[Stored data]
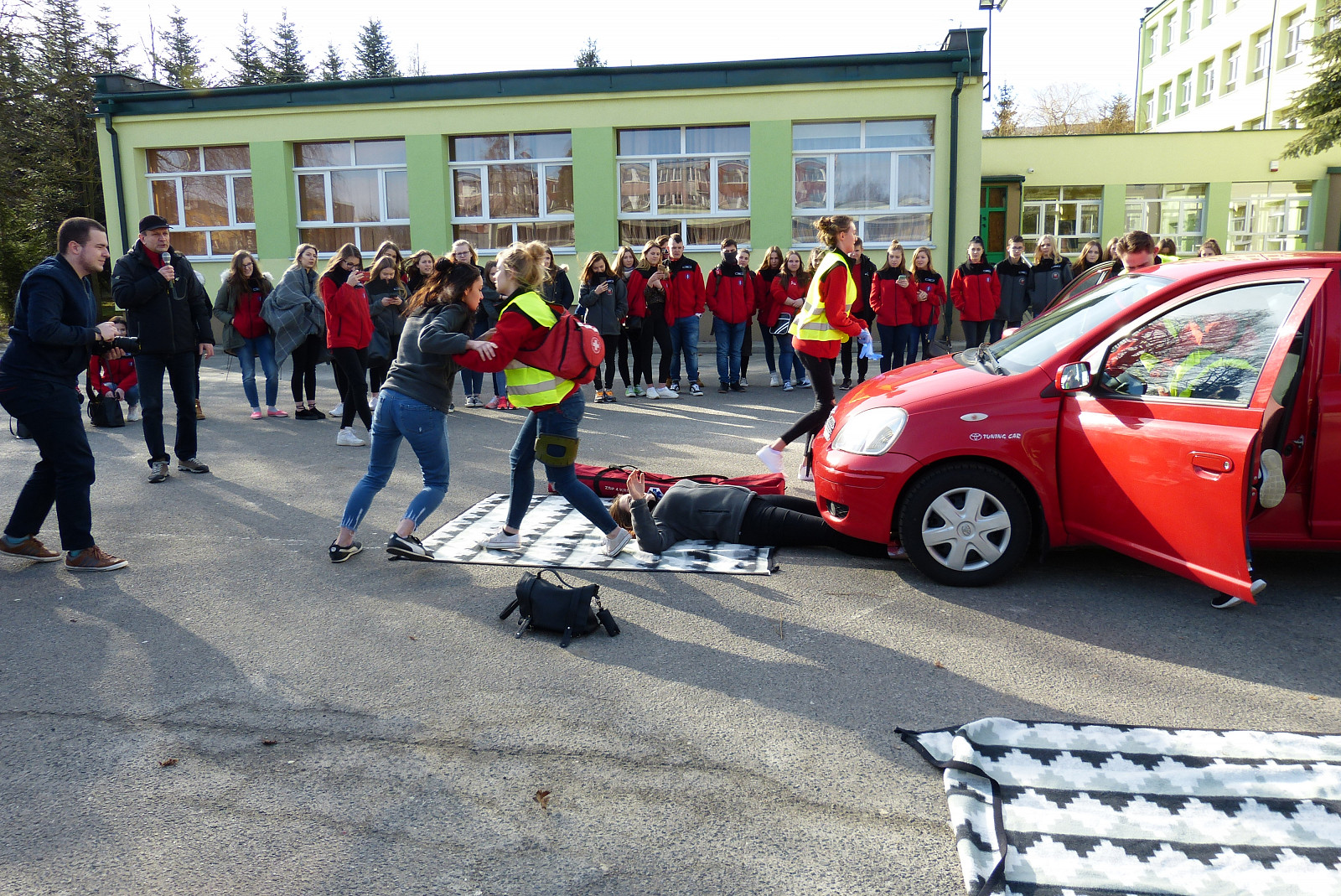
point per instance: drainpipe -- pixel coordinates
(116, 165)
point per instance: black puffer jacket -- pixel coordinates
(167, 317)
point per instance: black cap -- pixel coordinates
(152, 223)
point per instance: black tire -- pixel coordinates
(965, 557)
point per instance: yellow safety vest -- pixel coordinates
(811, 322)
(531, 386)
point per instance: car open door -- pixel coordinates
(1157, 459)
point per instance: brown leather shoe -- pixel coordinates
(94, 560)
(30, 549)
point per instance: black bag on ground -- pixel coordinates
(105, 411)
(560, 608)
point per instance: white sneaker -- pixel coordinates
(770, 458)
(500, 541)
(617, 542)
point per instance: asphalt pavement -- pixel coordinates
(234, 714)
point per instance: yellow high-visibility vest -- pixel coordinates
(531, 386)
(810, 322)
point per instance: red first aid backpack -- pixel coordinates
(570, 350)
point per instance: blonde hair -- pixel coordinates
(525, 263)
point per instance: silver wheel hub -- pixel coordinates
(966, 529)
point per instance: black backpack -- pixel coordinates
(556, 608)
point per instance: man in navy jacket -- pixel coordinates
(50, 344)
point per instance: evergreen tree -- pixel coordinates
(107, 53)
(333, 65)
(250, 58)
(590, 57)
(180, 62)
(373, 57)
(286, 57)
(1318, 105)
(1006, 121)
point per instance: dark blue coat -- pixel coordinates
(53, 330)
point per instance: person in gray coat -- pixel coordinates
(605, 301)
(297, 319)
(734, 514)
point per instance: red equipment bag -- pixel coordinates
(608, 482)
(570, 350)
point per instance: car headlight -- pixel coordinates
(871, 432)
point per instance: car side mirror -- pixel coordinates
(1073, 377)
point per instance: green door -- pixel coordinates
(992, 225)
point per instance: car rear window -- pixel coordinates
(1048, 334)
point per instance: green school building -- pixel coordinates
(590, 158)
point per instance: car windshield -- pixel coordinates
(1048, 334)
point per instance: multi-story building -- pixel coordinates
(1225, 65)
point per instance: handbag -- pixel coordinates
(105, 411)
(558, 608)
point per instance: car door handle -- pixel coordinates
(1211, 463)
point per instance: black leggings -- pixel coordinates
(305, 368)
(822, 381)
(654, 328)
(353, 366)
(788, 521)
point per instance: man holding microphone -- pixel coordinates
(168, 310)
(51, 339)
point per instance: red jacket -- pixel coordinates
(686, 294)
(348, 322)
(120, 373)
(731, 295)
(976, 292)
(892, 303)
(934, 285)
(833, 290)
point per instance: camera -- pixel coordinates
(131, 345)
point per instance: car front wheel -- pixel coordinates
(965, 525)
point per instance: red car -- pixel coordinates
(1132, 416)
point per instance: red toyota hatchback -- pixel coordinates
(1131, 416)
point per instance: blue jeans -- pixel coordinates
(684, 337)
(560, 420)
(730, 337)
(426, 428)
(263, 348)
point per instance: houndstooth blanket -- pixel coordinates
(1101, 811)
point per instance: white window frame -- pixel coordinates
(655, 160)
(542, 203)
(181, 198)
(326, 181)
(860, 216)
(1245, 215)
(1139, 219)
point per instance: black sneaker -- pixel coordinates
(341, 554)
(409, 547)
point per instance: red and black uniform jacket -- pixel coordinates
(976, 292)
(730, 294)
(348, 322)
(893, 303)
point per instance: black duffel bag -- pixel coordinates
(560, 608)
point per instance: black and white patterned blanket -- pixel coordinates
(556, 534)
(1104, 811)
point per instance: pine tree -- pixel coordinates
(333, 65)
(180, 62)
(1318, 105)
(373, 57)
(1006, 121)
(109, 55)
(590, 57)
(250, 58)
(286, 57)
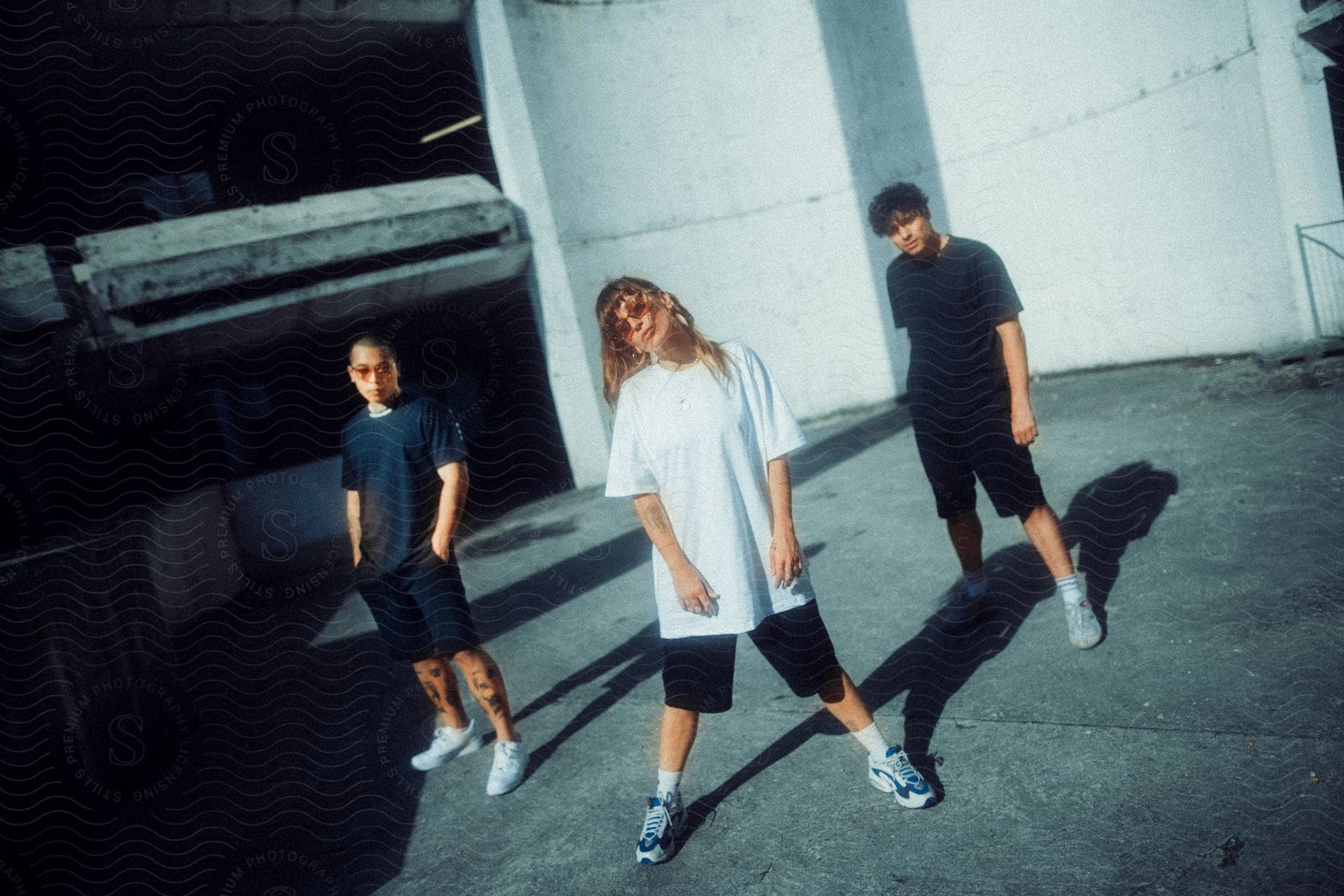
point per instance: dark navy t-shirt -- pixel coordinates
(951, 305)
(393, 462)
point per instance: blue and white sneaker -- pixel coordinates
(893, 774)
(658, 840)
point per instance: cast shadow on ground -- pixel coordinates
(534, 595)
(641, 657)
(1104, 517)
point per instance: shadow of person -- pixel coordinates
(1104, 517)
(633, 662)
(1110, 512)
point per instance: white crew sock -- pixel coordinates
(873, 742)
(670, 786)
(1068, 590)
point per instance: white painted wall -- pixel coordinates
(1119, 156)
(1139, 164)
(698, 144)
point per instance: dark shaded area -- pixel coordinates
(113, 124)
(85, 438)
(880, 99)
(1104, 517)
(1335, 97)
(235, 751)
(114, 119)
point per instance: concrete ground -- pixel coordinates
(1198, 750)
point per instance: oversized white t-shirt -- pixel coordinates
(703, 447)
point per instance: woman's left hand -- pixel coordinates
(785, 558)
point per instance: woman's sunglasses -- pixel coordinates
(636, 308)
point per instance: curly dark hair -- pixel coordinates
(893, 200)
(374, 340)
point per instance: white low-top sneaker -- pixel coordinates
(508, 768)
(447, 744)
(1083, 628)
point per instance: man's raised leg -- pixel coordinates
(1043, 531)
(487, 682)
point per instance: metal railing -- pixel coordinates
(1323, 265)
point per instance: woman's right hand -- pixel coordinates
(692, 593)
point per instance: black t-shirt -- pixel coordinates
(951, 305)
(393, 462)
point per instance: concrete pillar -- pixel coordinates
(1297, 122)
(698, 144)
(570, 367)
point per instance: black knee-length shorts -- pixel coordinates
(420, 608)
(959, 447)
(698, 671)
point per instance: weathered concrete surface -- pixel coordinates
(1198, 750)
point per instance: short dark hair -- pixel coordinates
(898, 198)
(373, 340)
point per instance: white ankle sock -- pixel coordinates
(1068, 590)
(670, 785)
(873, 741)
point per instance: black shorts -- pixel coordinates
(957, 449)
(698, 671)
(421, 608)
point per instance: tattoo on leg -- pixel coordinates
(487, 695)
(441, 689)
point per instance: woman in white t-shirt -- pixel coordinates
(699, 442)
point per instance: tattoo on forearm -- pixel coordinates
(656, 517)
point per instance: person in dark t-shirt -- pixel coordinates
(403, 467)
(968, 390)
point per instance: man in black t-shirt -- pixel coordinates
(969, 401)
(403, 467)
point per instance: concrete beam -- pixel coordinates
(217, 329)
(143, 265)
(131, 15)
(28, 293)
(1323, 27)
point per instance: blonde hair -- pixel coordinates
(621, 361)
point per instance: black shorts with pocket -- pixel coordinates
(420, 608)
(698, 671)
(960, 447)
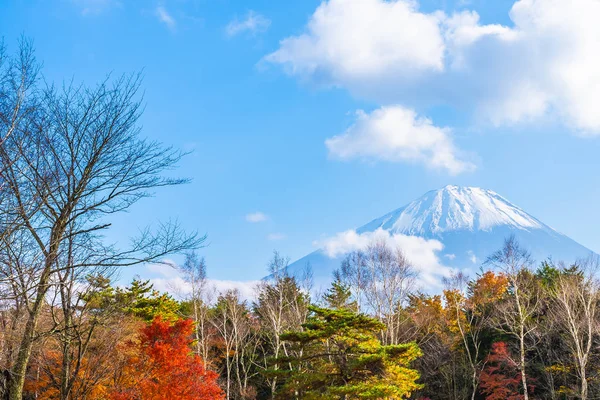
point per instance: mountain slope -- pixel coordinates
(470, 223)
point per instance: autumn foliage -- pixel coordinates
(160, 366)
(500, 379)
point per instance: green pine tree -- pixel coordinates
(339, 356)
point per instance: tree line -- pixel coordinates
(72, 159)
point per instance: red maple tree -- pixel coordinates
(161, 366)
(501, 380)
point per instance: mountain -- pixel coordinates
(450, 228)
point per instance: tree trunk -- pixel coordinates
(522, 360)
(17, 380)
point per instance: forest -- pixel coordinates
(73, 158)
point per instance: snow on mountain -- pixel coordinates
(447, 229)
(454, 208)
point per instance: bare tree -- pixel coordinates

What is expected: Reproduce verbatim the span of items that opens with the line containing "point per instance: blue and" and closes with the line containing "(1110, 512)". Include both boundary lines.

Response to this exercise:
point per instance: blue and white sneaker -- pixel coordinates
(893, 774)
(658, 840)
point per instance: cast shadow on ground -- pixel coordinates
(534, 595)
(641, 657)
(1104, 517)
point per instance: shadow of person -- pixel coordinates
(1104, 517)
(633, 662)
(1110, 512)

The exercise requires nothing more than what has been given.